● GIVEN PROBLEM
Present every line of the material below as a numbered list, omitting blank lines and leaving the pictures out of your answer.

# GIVEN DATA start

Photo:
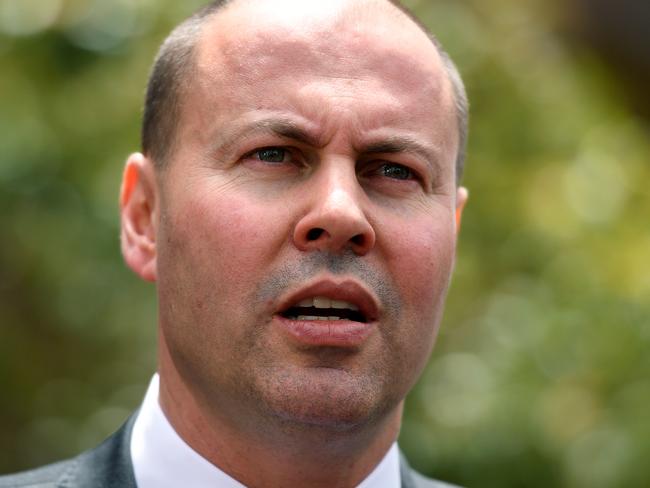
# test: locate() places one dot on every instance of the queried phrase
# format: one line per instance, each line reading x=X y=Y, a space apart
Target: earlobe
x=461 y=199
x=139 y=216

# GIVEN DATA end

● ANSWER TO THE EXERCISE
1. Photo:
2. # test: locate() places one dot on every instance of the queried phrase
3. # format: one line per instance, each line reading x=X y=Y, a space apart
4. Target: earlobe
5. x=461 y=199
6. x=139 y=216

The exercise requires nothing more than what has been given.